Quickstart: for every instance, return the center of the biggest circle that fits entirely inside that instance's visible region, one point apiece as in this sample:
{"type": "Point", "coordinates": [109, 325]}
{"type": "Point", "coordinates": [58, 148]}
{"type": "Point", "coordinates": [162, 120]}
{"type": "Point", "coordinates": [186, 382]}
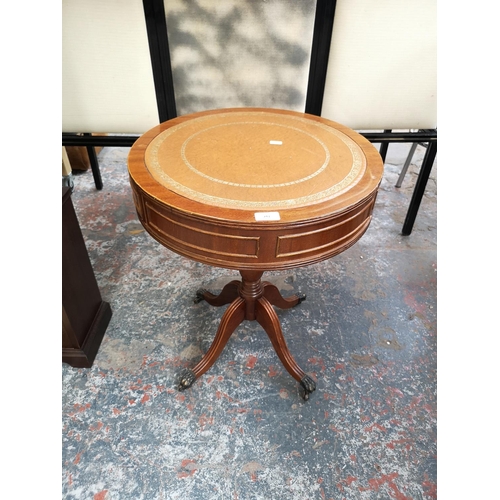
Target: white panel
{"type": "Point", "coordinates": [106, 68]}
{"type": "Point", "coordinates": [382, 66]}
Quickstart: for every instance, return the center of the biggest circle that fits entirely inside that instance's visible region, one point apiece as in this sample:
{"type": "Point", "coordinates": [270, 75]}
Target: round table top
{"type": "Point", "coordinates": [255, 165]}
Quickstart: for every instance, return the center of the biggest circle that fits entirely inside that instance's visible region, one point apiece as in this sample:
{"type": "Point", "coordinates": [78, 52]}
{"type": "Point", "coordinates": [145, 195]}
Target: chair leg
{"type": "Point", "coordinates": [383, 148]}
{"type": "Point", "coordinates": [407, 164]}
{"type": "Point", "coordinates": [94, 164]}
{"type": "Point", "coordinates": [418, 192]}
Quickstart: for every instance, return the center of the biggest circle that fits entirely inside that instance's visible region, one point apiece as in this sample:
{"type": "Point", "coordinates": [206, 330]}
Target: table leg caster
{"type": "Point", "coordinates": [308, 386]}
{"type": "Point", "coordinates": [186, 379]}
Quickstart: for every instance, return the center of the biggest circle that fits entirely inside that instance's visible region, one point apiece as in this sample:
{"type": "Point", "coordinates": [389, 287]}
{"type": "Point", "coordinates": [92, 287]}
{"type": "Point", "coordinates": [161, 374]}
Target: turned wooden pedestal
{"type": "Point", "coordinates": [253, 190]}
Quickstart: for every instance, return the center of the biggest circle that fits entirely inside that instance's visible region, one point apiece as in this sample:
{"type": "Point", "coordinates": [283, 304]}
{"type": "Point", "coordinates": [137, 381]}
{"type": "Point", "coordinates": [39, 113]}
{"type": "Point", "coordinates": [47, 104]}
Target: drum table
{"type": "Point", "coordinates": [254, 190]}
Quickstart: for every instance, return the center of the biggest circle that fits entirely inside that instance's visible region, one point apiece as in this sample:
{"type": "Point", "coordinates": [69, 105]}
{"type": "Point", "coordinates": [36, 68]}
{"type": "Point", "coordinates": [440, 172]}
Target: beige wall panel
{"type": "Point", "coordinates": [382, 66]}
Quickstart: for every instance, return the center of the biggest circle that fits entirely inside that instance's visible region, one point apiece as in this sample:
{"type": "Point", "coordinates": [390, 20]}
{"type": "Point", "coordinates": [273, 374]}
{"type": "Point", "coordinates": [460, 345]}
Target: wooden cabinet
{"type": "Point", "coordinates": [85, 316]}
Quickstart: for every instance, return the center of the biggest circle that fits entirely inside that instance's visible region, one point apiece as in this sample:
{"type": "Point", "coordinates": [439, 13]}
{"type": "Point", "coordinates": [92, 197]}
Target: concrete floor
{"type": "Point", "coordinates": [366, 334]}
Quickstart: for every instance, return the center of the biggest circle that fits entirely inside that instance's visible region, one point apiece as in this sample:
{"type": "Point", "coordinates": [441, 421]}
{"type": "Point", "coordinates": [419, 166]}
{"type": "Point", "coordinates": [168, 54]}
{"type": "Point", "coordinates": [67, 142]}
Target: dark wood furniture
{"type": "Point", "coordinates": [85, 316]}
{"type": "Point", "coordinates": [253, 190]}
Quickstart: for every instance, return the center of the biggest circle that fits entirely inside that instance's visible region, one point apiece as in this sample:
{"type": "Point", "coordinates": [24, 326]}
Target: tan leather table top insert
{"type": "Point", "coordinates": [255, 160]}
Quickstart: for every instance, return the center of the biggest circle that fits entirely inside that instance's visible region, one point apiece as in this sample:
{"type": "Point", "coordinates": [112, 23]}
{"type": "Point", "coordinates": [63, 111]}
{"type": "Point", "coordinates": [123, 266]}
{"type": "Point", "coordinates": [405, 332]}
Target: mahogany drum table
{"type": "Point", "coordinates": [253, 189]}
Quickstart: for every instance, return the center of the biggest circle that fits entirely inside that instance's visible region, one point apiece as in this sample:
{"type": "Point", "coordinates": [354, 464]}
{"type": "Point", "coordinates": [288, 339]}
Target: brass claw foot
{"type": "Point", "coordinates": [308, 385]}
{"type": "Point", "coordinates": [301, 297]}
{"type": "Point", "coordinates": [186, 379]}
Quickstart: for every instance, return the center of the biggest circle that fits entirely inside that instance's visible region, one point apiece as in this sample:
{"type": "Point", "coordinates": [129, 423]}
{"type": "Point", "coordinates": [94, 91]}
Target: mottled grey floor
{"type": "Point", "coordinates": [366, 334]}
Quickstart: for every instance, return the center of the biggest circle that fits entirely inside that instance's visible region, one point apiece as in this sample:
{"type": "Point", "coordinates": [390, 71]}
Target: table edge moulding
{"type": "Point", "coordinates": [255, 190]}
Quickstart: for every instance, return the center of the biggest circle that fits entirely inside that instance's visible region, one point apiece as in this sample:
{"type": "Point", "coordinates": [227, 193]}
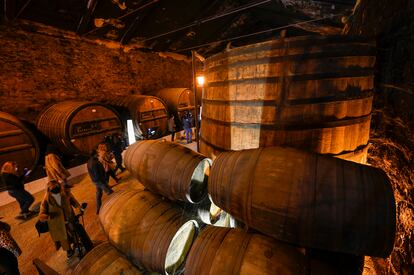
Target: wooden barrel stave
{"type": "Point", "coordinates": [147, 112]}
{"type": "Point", "coordinates": [105, 259]}
{"type": "Point", "coordinates": [263, 112]}
{"type": "Point", "coordinates": [142, 226]}
{"type": "Point", "coordinates": [169, 169]}
{"type": "Point", "coordinates": [269, 89]}
{"type": "Point", "coordinates": [318, 201]}
{"type": "Point", "coordinates": [17, 142]}
{"type": "Point", "coordinates": [78, 127]}
{"type": "Point", "coordinates": [276, 85]}
{"type": "Point", "coordinates": [213, 253]}
{"type": "Point", "coordinates": [329, 140]}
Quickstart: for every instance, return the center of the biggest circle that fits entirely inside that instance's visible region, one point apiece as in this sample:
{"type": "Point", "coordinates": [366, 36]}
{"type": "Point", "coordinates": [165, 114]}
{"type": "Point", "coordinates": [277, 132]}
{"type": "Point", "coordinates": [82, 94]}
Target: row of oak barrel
{"type": "Point", "coordinates": [295, 198]}
{"type": "Point", "coordinates": [76, 127]}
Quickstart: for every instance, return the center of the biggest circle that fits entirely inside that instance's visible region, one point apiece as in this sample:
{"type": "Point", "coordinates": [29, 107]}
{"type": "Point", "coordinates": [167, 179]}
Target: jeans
{"type": "Point", "coordinates": [24, 198]}
{"type": "Point", "coordinates": [189, 135]}
{"type": "Point", "coordinates": [99, 188]}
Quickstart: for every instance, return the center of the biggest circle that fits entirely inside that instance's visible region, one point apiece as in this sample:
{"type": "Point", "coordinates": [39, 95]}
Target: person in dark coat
{"type": "Point", "coordinates": [99, 177]}
{"type": "Point", "coordinates": [9, 251]}
{"type": "Point", "coordinates": [57, 209]}
{"type": "Point", "coordinates": [15, 186]}
{"type": "Point", "coordinates": [171, 126]}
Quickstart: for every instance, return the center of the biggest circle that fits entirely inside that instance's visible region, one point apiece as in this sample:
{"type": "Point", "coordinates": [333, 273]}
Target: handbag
{"type": "Point", "coordinates": [42, 227]}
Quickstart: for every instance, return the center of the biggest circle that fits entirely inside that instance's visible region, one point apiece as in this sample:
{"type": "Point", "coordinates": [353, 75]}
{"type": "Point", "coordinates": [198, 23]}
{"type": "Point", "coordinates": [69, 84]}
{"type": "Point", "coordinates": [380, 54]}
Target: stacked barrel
{"type": "Point", "coordinates": [313, 93]}
{"type": "Point", "coordinates": [148, 226]}
{"type": "Point", "coordinates": [77, 127]}
{"type": "Point", "coordinates": [149, 114]}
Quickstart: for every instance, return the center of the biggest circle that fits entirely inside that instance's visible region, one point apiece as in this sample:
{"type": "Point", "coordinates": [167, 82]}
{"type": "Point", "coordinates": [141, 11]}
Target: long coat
{"type": "Point", "coordinates": [57, 227]}
{"type": "Point", "coordinates": [54, 168]}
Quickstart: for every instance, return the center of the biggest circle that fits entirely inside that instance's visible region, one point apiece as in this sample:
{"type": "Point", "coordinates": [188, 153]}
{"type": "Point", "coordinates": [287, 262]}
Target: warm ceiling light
{"type": "Point", "coordinates": [200, 80]}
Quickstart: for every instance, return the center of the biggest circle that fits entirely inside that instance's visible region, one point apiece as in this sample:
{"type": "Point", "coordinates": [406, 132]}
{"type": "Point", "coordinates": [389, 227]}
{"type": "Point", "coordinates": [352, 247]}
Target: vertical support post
{"type": "Point", "coordinates": [9, 7]}
{"type": "Point", "coordinates": [195, 99]}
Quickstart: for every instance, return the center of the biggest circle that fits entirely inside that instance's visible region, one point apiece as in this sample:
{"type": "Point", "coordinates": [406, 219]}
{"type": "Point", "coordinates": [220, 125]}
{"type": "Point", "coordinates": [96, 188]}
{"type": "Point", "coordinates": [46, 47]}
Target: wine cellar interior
{"type": "Point", "coordinates": [207, 137]}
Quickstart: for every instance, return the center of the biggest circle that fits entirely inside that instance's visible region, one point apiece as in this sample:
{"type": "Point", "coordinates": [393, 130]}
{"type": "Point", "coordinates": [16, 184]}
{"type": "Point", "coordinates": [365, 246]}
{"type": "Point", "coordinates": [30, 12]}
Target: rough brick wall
{"type": "Point", "coordinates": [39, 69]}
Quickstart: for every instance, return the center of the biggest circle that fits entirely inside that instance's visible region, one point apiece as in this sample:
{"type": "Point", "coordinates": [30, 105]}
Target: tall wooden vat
{"type": "Point", "coordinates": [313, 93]}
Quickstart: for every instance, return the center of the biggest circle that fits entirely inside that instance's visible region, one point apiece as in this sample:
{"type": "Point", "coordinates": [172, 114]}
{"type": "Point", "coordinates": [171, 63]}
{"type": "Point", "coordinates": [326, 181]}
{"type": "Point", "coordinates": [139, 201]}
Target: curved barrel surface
{"type": "Point", "coordinates": [78, 127]}
{"type": "Point", "coordinates": [169, 169]}
{"type": "Point", "coordinates": [312, 92]}
{"type": "Point", "coordinates": [104, 259]}
{"type": "Point", "coordinates": [17, 142]}
{"type": "Point", "coordinates": [148, 113]}
{"type": "Point", "coordinates": [231, 251]}
{"type": "Point", "coordinates": [148, 230]}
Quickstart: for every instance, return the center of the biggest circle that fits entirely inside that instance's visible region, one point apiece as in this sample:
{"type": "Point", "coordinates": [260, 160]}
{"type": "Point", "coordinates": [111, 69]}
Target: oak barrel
{"type": "Point", "coordinates": [220, 250]}
{"type": "Point", "coordinates": [178, 100]}
{"type": "Point", "coordinates": [77, 127]}
{"type": "Point", "coordinates": [307, 199]}
{"type": "Point", "coordinates": [169, 169]}
{"type": "Point", "coordinates": [312, 92]}
{"type": "Point", "coordinates": [150, 231]}
{"type": "Point", "coordinates": [104, 259]}
{"type": "Point", "coordinates": [148, 113]}
{"type": "Point", "coordinates": [17, 142]}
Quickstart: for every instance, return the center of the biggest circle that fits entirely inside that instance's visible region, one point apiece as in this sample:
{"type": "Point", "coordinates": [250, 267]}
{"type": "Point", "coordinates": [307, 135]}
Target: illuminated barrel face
{"type": "Point", "coordinates": [78, 127]}
{"type": "Point", "coordinates": [148, 113]}
{"type": "Point", "coordinates": [17, 143]}
{"type": "Point", "coordinates": [90, 125]}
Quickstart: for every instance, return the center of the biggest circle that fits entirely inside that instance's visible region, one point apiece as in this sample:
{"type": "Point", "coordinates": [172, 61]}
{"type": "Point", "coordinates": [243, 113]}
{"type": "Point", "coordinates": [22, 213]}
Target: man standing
{"type": "Point", "coordinates": [98, 176]}
{"type": "Point", "coordinates": [14, 183]}
{"type": "Point", "coordinates": [171, 127]}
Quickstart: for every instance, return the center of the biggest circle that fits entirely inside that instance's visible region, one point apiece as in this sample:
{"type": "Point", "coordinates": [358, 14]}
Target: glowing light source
{"type": "Point", "coordinates": [131, 132]}
{"type": "Point", "coordinates": [200, 80]}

===

SHORT PROBLEM
List each line of the rows above that contains the word "wall", copying every such line in full.

WRITTEN RESPONSE
Target: beige wall panel
Target: rough brick wall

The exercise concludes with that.